___ THE INPUT ___

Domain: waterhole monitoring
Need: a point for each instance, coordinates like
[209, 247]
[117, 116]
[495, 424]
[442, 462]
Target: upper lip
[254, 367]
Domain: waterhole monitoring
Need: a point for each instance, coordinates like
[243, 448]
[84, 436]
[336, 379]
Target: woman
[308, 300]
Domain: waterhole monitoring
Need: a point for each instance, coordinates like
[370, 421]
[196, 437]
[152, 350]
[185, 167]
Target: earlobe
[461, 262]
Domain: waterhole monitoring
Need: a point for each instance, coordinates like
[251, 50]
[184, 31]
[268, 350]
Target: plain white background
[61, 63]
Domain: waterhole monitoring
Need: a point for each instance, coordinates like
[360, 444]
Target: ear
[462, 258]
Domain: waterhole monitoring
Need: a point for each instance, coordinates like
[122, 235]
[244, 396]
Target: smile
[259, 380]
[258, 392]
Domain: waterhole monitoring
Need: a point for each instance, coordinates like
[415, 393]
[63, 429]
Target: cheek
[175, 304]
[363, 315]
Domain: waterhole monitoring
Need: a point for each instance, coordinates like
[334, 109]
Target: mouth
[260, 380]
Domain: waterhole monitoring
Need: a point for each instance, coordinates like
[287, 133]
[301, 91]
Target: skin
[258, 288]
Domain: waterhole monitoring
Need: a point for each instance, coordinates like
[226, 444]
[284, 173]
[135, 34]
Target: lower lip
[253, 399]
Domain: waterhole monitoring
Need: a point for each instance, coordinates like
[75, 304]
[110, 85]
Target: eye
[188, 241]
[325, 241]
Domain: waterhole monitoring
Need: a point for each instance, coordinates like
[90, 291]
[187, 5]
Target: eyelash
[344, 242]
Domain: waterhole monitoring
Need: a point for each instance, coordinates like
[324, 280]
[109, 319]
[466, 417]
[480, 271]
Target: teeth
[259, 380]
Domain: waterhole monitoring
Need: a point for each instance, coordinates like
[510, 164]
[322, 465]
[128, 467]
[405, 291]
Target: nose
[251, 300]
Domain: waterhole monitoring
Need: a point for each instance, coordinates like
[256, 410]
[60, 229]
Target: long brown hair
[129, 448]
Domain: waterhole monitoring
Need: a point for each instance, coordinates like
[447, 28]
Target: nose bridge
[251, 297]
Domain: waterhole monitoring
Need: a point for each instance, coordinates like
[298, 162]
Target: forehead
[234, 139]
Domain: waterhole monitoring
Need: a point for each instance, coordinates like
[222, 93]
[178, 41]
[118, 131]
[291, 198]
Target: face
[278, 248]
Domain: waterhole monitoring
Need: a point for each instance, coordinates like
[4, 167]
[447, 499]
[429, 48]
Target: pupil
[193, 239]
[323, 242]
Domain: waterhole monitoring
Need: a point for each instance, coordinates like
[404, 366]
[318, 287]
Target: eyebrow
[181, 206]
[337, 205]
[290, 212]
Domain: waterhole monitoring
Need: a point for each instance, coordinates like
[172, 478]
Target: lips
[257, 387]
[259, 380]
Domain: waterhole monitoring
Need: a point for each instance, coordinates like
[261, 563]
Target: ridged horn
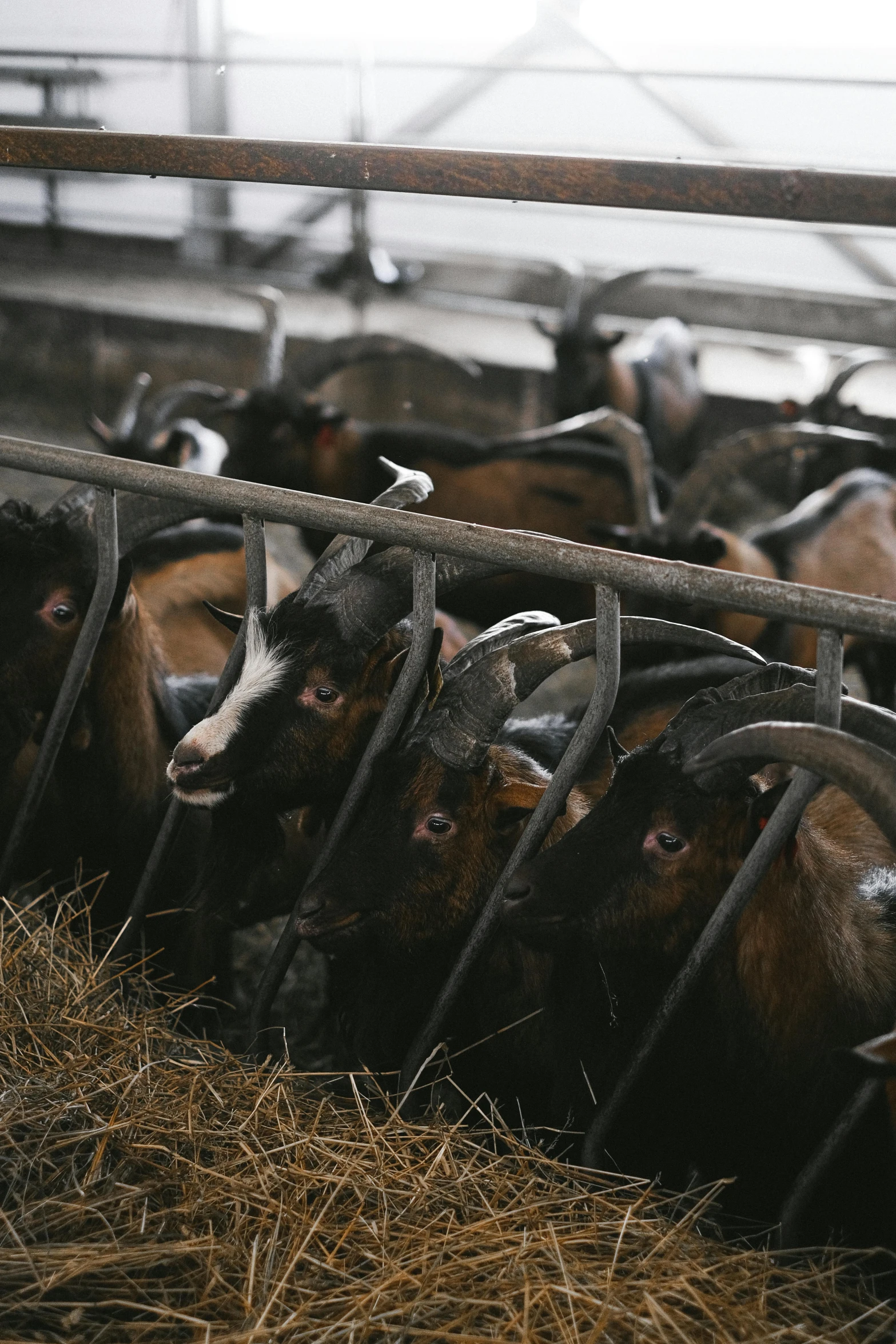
[163, 408]
[606, 424]
[336, 355]
[471, 711]
[712, 474]
[122, 425]
[370, 598]
[863, 770]
[345, 551]
[269, 371]
[496, 636]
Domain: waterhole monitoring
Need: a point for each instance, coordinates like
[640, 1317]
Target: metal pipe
[732, 905]
[710, 189]
[548, 809]
[256, 563]
[106, 524]
[833, 1143]
[389, 725]
[674, 581]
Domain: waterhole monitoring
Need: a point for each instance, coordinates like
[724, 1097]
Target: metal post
[106, 524]
[176, 811]
[732, 905]
[389, 725]
[548, 809]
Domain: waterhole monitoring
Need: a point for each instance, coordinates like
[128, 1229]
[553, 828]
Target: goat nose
[187, 753]
[517, 889]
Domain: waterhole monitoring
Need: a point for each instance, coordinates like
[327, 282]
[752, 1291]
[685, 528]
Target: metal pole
[548, 809]
[730, 909]
[389, 725]
[176, 811]
[106, 524]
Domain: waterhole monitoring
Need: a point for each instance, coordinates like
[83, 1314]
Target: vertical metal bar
[732, 905]
[256, 563]
[389, 725]
[176, 811]
[106, 526]
[548, 809]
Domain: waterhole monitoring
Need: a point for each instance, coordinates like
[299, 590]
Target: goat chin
[203, 797]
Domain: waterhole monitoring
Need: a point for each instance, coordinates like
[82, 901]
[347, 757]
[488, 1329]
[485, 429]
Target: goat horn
[469, 713]
[270, 360]
[356, 350]
[163, 408]
[122, 427]
[606, 424]
[496, 636]
[863, 770]
[712, 474]
[344, 553]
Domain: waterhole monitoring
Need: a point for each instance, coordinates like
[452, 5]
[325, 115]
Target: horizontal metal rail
[535, 67]
[812, 195]
[675, 581]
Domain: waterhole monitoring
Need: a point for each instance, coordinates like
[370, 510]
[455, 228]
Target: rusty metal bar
[674, 581]
[389, 725]
[812, 195]
[106, 523]
[730, 909]
[548, 809]
[176, 811]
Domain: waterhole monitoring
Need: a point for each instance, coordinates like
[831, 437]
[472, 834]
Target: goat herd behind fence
[791, 715]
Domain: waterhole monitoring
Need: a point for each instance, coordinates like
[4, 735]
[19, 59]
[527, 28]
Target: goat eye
[439, 826]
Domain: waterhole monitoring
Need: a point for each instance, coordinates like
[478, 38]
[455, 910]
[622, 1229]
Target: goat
[743, 1084]
[659, 386]
[108, 789]
[443, 816]
[178, 570]
[841, 536]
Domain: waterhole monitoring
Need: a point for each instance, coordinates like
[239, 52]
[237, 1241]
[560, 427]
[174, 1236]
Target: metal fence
[848, 197]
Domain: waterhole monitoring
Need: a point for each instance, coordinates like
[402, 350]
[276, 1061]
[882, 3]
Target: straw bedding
[158, 1188]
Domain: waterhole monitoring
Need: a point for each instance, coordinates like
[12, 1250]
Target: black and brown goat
[657, 386]
[108, 789]
[443, 817]
[744, 1084]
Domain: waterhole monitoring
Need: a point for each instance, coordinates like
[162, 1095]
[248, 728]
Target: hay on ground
[158, 1188]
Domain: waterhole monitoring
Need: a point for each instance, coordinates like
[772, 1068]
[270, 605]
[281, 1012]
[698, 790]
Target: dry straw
[162, 1190]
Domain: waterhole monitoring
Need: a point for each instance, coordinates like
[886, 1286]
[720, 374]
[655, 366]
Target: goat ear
[760, 811]
[125, 574]
[100, 429]
[228, 619]
[513, 803]
[617, 750]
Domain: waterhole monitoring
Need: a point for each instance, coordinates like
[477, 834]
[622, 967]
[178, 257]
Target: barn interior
[116, 285]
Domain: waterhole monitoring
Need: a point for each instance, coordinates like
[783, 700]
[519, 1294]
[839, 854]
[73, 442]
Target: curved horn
[711, 476]
[139, 515]
[606, 424]
[122, 425]
[316, 367]
[344, 553]
[496, 636]
[270, 360]
[647, 629]
[163, 408]
[863, 770]
[471, 711]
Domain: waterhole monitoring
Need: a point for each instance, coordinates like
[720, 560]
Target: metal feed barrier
[787, 194]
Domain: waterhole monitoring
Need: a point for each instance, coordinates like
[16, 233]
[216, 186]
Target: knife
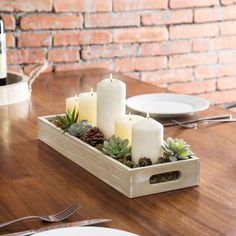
[78, 223]
[200, 120]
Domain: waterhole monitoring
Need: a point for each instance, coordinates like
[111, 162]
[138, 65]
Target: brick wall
[187, 45]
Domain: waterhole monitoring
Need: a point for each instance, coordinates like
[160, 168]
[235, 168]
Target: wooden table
[36, 180]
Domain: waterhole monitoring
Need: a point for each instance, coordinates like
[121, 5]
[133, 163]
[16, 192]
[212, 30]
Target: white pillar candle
[88, 107]
[147, 138]
[72, 103]
[111, 94]
[124, 124]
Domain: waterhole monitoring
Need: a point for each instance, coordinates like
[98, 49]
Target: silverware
[49, 218]
[186, 126]
[78, 223]
[194, 125]
[199, 120]
[223, 120]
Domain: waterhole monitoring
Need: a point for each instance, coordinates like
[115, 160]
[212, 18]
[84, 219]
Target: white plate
[167, 104]
[85, 231]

___

▶ [WHAT IS BEING ASKED]: Count the lines in the rows above that contain the word "nose". Reply with only the number.

▶ [ANSWER FOR THE TASK]: 3